SUPPLIED TEXT:
With 115.8 million members, a jump of 61% from a year earlier, the company is on a tear.

Fortune: Which of your three revenue streams—hiring solutions, marketing solutions (ad sales), and premium subscriptions—will be most important to the business going forward?

Weiner: We’re seeing strength across the board. While hiring solutions is showing continued momentum, we’re growing significantly faster in [ad sales] than the overall industry and will continue to take share there…and we’ll continue to invest in our ad sales team and generating more share of mind around our marketing solution products.

We also saw good momentum with premium subscriptions as a result of the overall lift [of membership] on the platform and some continued optimization of the existing product portfolio.

All of this is to say that while the world wants flash and excitement (actually maybe they don’t but we act like they do) what actually works is providing a useful service or suite of services that people will pay for. It’s that simple.

SUPPLIED ENTRIES:
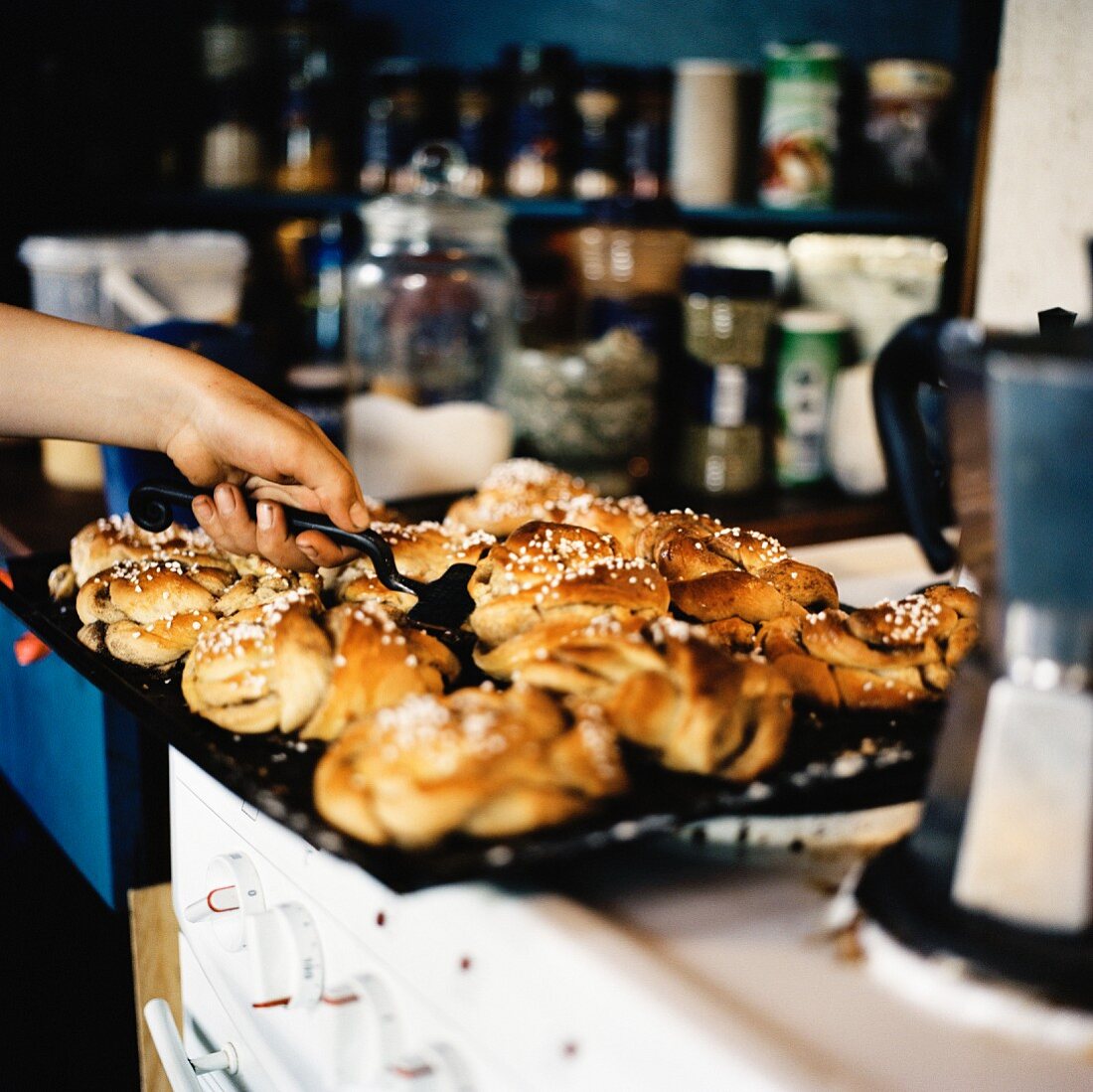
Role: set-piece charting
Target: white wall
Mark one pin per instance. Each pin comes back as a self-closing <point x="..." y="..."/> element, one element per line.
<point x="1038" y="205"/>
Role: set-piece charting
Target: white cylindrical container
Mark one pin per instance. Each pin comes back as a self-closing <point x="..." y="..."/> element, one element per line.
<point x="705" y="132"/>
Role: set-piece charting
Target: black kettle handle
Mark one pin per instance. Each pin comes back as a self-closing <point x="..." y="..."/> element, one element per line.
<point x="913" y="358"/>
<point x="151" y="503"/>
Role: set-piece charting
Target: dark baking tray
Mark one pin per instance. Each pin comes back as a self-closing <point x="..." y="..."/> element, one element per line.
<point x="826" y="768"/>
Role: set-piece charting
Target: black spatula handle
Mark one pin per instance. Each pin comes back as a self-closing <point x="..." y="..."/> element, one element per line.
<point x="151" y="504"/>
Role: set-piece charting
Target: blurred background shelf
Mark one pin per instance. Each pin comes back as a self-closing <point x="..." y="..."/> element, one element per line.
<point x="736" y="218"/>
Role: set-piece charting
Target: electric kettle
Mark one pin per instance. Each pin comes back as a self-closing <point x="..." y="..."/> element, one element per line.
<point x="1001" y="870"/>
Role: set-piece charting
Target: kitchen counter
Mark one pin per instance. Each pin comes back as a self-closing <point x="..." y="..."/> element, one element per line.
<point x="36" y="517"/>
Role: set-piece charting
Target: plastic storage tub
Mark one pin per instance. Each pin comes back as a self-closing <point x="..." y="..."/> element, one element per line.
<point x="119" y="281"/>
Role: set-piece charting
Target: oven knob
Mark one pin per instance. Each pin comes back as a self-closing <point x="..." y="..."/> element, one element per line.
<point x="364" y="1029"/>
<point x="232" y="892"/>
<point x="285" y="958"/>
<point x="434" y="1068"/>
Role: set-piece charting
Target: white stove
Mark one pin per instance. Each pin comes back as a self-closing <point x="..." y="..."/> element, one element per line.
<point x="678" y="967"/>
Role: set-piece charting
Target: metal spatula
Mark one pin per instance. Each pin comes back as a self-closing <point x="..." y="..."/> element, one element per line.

PROBLEMS TO SOLVE:
A. According to the interview excerpt, how many members does the company have?
B. Please copy word for word everything in the interview excerpt from "With 115.8 million" down to "business going forward?".
The rows come from a different source than the interview excerpt.

RESULTS FOR THE EXERCISE:
A. 115.8 million members.

B.
With 115.8 million members, a jump of 61% from a year earlier, the company is on a tear.

Fortune: Which of your three revenue streams—hiring solutions, marketing solutions (ad sales), and premium subscriptions—will be most important to the business going forward?